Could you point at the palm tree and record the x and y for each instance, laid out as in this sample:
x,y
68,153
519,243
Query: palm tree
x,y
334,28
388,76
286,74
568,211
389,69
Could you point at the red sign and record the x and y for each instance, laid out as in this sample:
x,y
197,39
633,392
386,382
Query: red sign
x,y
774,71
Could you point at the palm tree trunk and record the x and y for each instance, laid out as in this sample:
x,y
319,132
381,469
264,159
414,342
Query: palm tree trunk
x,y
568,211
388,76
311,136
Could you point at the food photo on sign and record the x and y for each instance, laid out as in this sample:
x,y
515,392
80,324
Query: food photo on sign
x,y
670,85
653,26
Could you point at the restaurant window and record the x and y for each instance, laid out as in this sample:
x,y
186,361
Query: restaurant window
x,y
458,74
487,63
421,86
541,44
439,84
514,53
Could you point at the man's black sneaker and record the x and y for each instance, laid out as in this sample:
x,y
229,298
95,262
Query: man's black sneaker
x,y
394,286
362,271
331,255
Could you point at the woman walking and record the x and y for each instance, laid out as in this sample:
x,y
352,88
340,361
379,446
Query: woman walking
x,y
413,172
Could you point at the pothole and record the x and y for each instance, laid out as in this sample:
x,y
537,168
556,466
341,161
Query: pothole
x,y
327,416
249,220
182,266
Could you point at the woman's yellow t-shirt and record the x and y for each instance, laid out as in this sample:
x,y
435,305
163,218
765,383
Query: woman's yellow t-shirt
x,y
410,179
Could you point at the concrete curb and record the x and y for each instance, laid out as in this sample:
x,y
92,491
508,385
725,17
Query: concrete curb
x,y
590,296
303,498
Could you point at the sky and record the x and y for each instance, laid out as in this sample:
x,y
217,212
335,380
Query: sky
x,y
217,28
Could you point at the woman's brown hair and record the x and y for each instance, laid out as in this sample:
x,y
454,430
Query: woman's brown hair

++++++++++++++++++++

→ **WORK ORDER**
Set down the entire material again, exactly as it stands.

→ **SOLUTION TO THIS EXERCISE**
Could you point at the palm tree and record the x and y for each instance, laid out as in this sample:
x,y
68,153
519,243
Query: palm tree
x,y
334,28
388,76
286,74
568,211
389,69
Could you point at the red sign and record the x and y for each instance, laid out as in this sample:
x,y
197,39
633,392
386,382
Query: red sign
x,y
774,71
Could you point at the palm tree trunk and record the x and y for each instance, laid out as in this sample:
x,y
319,132
381,469
264,159
414,342
Query: palm tree trunk
x,y
568,211
388,76
311,136
Could you point at the food photo on sign and record the x and y for each instance, laid out as in this sample:
x,y
515,392
80,324
Query: food photo on sign
x,y
670,85
653,26
Could you point at the restaurant window and record the x and y for each instance, laid out as in this sample:
x,y
186,361
Query: restaurant window
x,y
458,74
487,63
421,86
541,44
439,84
514,53
Could you point at the man's black sneaker and record the x and y for each instance, laid out as in this sample:
x,y
229,298
95,262
Query: man's black sneaker
x,y
394,286
362,271
331,255
Could you point at the woman walking and record the x and y for each instance, laid out as in this sample:
x,y
352,88
340,361
379,446
Query: woman walking
x,y
413,172
Could you point at the pothole and record the x and y for each instance, laid out as in this sample:
x,y
537,168
556,466
341,161
Query: pothole
x,y
327,416
249,220
182,266
Could you point at the woman's yellow t-shirt and record the x and y for each instance, laid out as in this sample:
x,y
435,305
163,218
765,383
Query: woman's yellow t-shirt
x,y
410,179
Could you point at the concrete curb and record the x and y for each instance, laid out as in this sample:
x,y
92,491
508,385
725,17
Query: concrete curb
x,y
590,296
303,498
Could you point at the sky and record the x and y for each instance, laid out as in this sample:
x,y
217,212
335,380
Query: sky
x,y
217,28
Could you point at the woman's brown hair and record the x and y for each instance, laid out as in this sample:
x,y
454,430
Query: woman's brown hair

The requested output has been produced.